• [Your task] Exactly reproduce the line containing "board. Return only the coordinates." together with every line after it, through the end of the entries, and give nothing more.

• [Location labeling records]
::::::::

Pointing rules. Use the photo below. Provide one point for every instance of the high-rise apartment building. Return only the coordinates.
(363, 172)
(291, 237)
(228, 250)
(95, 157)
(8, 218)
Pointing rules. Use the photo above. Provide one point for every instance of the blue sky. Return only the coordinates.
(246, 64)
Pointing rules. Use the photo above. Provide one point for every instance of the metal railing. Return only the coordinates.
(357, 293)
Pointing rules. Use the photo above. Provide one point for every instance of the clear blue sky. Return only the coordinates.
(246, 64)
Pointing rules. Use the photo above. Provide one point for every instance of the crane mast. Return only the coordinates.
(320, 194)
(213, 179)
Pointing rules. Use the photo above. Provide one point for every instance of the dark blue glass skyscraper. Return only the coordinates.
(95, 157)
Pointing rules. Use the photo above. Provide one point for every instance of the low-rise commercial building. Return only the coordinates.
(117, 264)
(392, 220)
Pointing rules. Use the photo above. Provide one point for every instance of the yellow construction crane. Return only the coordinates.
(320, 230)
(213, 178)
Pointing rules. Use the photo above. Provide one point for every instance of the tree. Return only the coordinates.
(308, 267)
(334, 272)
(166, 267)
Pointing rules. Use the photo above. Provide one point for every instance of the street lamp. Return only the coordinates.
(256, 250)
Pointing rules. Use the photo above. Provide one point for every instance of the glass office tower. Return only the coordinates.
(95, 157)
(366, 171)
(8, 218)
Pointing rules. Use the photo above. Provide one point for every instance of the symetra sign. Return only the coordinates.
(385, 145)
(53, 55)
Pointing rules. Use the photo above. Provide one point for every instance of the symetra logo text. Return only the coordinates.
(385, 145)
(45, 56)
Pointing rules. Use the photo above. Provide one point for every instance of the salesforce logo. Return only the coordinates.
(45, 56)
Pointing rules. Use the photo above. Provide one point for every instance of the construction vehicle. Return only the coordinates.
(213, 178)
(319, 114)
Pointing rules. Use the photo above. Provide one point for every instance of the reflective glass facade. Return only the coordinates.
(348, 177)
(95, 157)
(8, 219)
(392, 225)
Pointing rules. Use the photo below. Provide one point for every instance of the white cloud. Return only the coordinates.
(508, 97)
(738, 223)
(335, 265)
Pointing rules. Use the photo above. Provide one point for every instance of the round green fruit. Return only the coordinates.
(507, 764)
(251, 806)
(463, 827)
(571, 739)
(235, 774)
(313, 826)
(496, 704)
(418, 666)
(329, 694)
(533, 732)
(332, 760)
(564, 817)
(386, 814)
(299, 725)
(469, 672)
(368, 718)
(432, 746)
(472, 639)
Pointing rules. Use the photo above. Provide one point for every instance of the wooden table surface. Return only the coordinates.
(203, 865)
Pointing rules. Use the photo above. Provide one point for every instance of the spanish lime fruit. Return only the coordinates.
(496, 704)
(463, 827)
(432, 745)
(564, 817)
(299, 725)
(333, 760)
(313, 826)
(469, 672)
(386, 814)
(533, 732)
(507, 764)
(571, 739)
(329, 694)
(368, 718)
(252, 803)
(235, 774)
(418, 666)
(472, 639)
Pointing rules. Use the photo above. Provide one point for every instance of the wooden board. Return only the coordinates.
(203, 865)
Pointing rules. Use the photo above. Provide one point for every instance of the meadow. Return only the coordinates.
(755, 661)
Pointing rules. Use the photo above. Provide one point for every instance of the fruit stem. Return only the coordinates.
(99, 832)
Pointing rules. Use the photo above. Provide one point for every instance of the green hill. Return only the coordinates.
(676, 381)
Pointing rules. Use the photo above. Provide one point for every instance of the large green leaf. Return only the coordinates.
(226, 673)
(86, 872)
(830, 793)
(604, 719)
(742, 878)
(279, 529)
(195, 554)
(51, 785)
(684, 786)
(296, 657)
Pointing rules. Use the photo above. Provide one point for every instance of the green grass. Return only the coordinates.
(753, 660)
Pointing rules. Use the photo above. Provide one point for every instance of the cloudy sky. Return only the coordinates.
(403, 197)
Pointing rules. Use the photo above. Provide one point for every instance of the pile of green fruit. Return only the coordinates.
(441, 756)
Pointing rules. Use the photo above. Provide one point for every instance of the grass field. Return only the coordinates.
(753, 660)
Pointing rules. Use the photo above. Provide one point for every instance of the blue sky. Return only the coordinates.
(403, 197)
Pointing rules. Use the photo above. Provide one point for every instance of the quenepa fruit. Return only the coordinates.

::::::::

• [Solved problem]
Pointing rules. Use the photo above. Provide one point for every instance of the wooden board. Return only the coordinates.
(203, 865)
Pointing rules. Use the photo above. Provide one point for every instance of the meadow. Return only the coordinates.
(755, 661)
Pointing rules. Use the photo above. Provide one point for every instance of the fruit stem. Return only the coordinates.
(99, 832)
Pointing rules. Use the photo above. Provide one point for every instance of the green hill. Return only the coordinates.
(676, 381)
Pointing rules. Use the photo above. Provide one point for every instance of the large green leaf. Return only the coordinates.
(226, 673)
(86, 872)
(830, 793)
(604, 719)
(742, 878)
(279, 529)
(195, 554)
(51, 785)
(684, 786)
(296, 657)
Pointing rules. Use the photo above. Provide one point for every instance of the green grass. Return only the coordinates.
(753, 660)
Pointing rules. Use the photo above. Provide one point for every instance of the cloudy sky. Return only the coordinates.
(403, 197)
Pointing rules. Use the photo above. Provide one point for every instance of the pile of green fruit. Return only the coordinates.
(441, 756)
Pointing rules. Use the photo above. Provide one point for every instance of the grass field. Return only the coordinates.
(753, 660)
Pointing rules. Use the photo above. Provide one point for every instance of the blue sky. Return only the coordinates.
(403, 197)
Pointing rules. Use the photo above. Provide one point for every instance of the quenepa fruit. Return only the coordinates.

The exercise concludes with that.